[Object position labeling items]
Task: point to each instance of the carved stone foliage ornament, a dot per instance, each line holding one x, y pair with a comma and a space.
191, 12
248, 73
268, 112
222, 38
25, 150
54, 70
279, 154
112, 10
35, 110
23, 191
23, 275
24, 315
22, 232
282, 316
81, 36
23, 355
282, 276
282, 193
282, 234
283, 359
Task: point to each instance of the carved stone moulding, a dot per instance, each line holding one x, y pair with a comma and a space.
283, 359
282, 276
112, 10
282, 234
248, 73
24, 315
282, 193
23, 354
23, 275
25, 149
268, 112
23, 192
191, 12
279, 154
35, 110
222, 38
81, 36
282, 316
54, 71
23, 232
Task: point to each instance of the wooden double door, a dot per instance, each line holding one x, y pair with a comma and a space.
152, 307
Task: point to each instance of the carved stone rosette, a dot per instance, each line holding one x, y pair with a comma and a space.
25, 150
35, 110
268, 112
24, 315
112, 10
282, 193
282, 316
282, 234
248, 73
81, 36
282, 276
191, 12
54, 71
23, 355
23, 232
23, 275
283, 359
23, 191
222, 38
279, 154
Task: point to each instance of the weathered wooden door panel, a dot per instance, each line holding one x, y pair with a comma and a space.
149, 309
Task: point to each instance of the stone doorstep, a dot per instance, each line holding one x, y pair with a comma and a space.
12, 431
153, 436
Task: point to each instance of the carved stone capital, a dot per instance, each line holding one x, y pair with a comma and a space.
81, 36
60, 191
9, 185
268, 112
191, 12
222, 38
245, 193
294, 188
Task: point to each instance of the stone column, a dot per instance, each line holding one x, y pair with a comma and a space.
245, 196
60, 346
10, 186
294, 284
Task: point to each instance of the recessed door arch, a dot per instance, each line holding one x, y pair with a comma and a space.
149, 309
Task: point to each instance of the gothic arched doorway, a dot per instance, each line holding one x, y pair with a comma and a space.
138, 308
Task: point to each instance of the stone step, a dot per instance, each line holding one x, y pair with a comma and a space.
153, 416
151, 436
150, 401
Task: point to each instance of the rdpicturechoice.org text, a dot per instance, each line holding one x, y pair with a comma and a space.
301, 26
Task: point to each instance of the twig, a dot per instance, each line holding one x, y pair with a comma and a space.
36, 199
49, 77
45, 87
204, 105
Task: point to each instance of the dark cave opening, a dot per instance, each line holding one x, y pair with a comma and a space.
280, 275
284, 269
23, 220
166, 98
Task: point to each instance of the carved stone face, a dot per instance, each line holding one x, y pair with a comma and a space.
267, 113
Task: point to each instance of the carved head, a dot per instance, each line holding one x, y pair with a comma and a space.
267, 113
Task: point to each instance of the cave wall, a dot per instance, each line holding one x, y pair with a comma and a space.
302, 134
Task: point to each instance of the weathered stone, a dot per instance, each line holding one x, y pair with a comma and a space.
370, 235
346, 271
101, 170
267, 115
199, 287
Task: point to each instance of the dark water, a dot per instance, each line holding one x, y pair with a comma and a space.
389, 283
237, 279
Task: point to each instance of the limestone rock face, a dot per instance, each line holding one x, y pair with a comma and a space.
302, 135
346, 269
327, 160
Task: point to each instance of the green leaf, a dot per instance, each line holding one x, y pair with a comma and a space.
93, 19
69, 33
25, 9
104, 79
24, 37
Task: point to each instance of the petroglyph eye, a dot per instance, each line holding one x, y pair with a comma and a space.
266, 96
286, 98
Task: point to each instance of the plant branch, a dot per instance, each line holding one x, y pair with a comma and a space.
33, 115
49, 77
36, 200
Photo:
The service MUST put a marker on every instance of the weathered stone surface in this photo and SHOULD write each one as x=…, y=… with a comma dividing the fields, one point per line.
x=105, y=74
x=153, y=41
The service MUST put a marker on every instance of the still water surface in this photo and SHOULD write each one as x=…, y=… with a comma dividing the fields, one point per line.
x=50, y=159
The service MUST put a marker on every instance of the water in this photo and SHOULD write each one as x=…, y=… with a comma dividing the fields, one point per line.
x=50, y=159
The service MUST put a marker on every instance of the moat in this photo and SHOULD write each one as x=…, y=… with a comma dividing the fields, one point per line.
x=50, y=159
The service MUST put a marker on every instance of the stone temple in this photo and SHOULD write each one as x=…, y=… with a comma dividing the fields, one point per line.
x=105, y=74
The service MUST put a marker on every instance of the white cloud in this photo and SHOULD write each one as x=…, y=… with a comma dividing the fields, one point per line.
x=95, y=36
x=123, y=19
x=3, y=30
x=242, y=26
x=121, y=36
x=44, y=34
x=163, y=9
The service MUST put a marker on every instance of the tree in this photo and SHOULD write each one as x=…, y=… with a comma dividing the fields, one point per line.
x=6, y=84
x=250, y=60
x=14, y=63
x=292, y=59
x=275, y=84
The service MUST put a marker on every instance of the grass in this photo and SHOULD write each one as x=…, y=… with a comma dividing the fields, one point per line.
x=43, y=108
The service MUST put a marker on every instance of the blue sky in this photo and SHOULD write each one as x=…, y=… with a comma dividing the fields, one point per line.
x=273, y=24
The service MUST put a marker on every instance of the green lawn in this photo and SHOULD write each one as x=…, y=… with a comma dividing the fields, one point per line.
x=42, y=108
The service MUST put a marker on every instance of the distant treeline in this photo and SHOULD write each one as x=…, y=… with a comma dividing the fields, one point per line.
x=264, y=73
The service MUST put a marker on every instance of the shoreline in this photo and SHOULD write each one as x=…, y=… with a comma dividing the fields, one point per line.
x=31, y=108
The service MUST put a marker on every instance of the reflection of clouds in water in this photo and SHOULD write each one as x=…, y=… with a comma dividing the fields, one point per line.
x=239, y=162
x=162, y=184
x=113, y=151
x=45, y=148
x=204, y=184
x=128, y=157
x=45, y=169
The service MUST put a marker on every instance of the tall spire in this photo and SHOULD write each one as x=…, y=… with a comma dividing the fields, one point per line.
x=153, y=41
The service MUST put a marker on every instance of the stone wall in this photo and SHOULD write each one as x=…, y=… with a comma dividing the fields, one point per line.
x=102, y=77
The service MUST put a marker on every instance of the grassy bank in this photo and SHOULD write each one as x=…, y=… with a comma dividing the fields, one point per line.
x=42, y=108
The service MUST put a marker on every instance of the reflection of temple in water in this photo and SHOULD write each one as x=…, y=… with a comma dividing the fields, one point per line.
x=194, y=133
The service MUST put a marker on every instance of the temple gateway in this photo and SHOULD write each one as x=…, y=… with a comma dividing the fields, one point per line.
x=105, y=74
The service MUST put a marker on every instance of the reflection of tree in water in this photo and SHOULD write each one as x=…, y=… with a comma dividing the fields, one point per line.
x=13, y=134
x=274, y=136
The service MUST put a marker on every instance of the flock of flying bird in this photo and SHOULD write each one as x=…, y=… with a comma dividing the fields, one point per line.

Brief: Update the items above by replacing every occurrence of "carved stone" with "sculpted stone" and leaving everything else unchanged.

Answer for this exercise:
Task: point to each instance of the sculpted stone foliage ornament, a dot per instance, each line holding one x, y pair with a comma and a space.
191, 12
248, 73
268, 112
222, 38
25, 150
54, 70
279, 154
112, 10
35, 110
23, 191
23, 275
24, 315
22, 232
282, 316
81, 36
23, 355
282, 276
282, 193
282, 234
283, 359
Task: point to each instance of the sculpted stone moulding, a dot per instance, each line holding one x, y pair with a comma and a space.
283, 359
282, 276
112, 10
282, 234
248, 73
24, 315
282, 193
23, 354
23, 275
25, 149
268, 112
23, 192
191, 12
279, 154
35, 110
222, 38
81, 36
282, 316
54, 71
23, 232
Task: point to each instance of the wooden double door, a dot per instance, each line holding one x, y pair with a comma and a space.
152, 307
Task: point to each instance of the sculpted stone rosette, a dot per instance, each line holding one x, y pair with a comma and a space.
25, 150
35, 110
268, 112
24, 315
112, 10
282, 193
282, 316
282, 234
248, 73
81, 36
282, 276
191, 12
54, 71
23, 355
23, 232
23, 275
283, 359
23, 191
222, 38
279, 154
Task: point to each instance of the weathered wooden door panel, a dot per instance, each line holding one x, y pair with a comma and a space.
149, 309
Task: point to each instance of the stone doorstep, a dot per instance, each line holding one x, y pair with a comma and a space.
12, 431
153, 436
Task: point to each instance of the sculpted stone capital, a dot per instance, each line holding one x, y pair with a comma and a space.
81, 36
60, 191
9, 185
268, 112
191, 12
222, 38
245, 193
294, 188
Task: point to each instance of the stone column, a dot per instance, each line holding one x, y pair with a comma and a space.
245, 196
60, 346
10, 186
294, 284
Task: point to each instance of the recessed door arch, a dot per instance, each line holding one x, y pair with a comma and a space.
149, 309
Task: point to each instance of the gothic arched doorway, a dot per instance, each line holding one x, y pair with a comma and a space.
138, 308
Task: point to each instance of the stone step, a dot per instance, each line holding one x, y pair with a comma and a space.
153, 416
151, 436
150, 401
Task: point to each instance of the rdpicturechoice.org text, a dot per instance, each line holding one x, y pair with a comma and a space.
301, 26
Task: point to each instance of the twig, a dot per instance, each line holding one x, y pair with a comma and a space.
36, 199
49, 77
45, 87
204, 105
Task: point to each instance of the dark cave opening, a dot per instance, each line holding one x, y pair with a comma and a space.
280, 275
284, 269
23, 220
166, 98
Task: point to each instance of the sculpted stone face, a dot per instance, each line holding one x, y pair with a comma and a space.
267, 113
Task: point to each instance of the carved head, a dot per instance, each line holding one x, y pair with a comma and a space.
267, 113
Task: point to each instance of the cave wall, a dot per instance, each line holding one x, y pair with a comma and a space.
302, 134
Task: point to each instance of the weathered stone, a dot per instance, each line holding one x, y pair with a comma and a space.
370, 235
346, 271
101, 170
267, 115
199, 287
Task: point to each instance of the dark water, a dot per instance, each line holding one x, y pair with a comma and a space.
389, 283
237, 279
Task: point to each instance of the limestone rock face, a dot per instance, each line holding one x, y pair with a comma and a space.
302, 135
346, 269
327, 160
Task: point to each instance of the green leaf, a dot per instance, each line holding one x, y pair with a comma and a space.
93, 19
69, 33
25, 9
104, 79
24, 37
Task: point to each instance of the petroglyph eye, a dot per instance, each line holding one x, y pair with a comma and a space.
266, 96
286, 98
Task: point to each instance of the plant branch, a dot per instance, each line holding one x, y pair with a comma and a space.
33, 115
49, 77
36, 200
Photo:
The service MUST put a marker on every instance of the weathered stone surface in this photo and SHOULD write each one as x=…, y=… with a comma dividing the fields, one point per line.
x=105, y=74
x=153, y=41
The service MUST put a marker on every instance of the still water surface in this photo and SHOULD write each one as x=…, y=… with a comma dividing the fields, one point per line.
x=50, y=159
The service MUST put a marker on every instance of the water in this photo and SHOULD write each one as x=…, y=… with a comma dividing the fields, one point per line.
x=50, y=159
The service MUST put a marker on every instance of the moat in this photo and SHOULD write each one as x=…, y=… with a comma dividing the fields, one point per line.
x=50, y=159
The service MUST put a marker on every instance of the stone temple in this photo and SHOULD write each one as x=…, y=… with a comma dividing the fields, one point per line.
x=105, y=74
The service MUST put a marker on every instance of the white cloud in this photo and SHOULD write each one as x=…, y=… with a comma dividing the fields, one point per line.
x=95, y=36
x=123, y=19
x=3, y=30
x=242, y=26
x=121, y=36
x=44, y=34
x=163, y=9
The service MUST put a marker on every instance of the tree in this photo and SHOULD write each one as x=…, y=… with a comma dividing the fields, one point per line.
x=6, y=84
x=250, y=60
x=14, y=63
x=292, y=59
x=275, y=84
The service MUST put a marker on every instance of the grass in this photo and SHOULD write each one as x=…, y=… with a comma dividing the fields, one point per line.
x=43, y=108
The service MUST put a marker on every instance of the blue sky in this photo and SHOULD write each one as x=…, y=… with a comma dividing the fields, one point per line.
x=273, y=24
The service MUST put a marker on every instance of the green lawn in this photo and SHOULD write each one as x=…, y=… with a comma dividing the fields, one point per line.
x=42, y=108
The service MUST put a marker on every instance of the distant treeline in this photo and SHOULD write each one as x=…, y=… with a comma dividing the fields, one point per line.
x=264, y=73
The service MUST put a marker on every instance of the shoreline in this photo and SHOULD write each one as x=…, y=… with a comma dividing the fields, one point per line.
x=31, y=108
The service MUST put a marker on every instance of the reflection of clouds in water in this photo and SHOULD write each one as x=…, y=… with a comma dividing the fields, one point per line.
x=239, y=162
x=162, y=184
x=113, y=151
x=45, y=148
x=204, y=184
x=128, y=157
x=45, y=169
The service MUST put a marker on every instance of the tall spire in this photo and SHOULD write each one as x=…, y=… with a comma dividing the fields, one point per line.
x=153, y=41
The service MUST put a marker on every instance of the stone wall in this photo and SHOULD write each one as x=…, y=… with a comma dividing the fields, one point per line.
x=102, y=77
The service MUST put a marker on every instance of the grassy bank in this photo and SHOULD write each one as x=…, y=… with a comma dividing the fields, one point per line.
x=42, y=108
The service MUST put a marker on every instance of the reflection of temple in water in this photo and SHOULD write each one as x=…, y=… with a comma dividing the fields, one point per line.
x=194, y=133
The service MUST put a marker on every instance of the temple gateway in this photo and SHOULD write each one as x=…, y=… with a comma dividing the fields, one point per line.
x=105, y=74
The service MUST put a marker on every instance of the reflection of tree in water in this photo and SHOULD write each one as x=…, y=… with a comma dividing the fields, one point per line.
x=13, y=134
x=274, y=136
The service MUST put a marker on every instance of the flock of flying bird in this photo and SHOULD write each one as x=…, y=… with a comma dividing the fields, one point per line.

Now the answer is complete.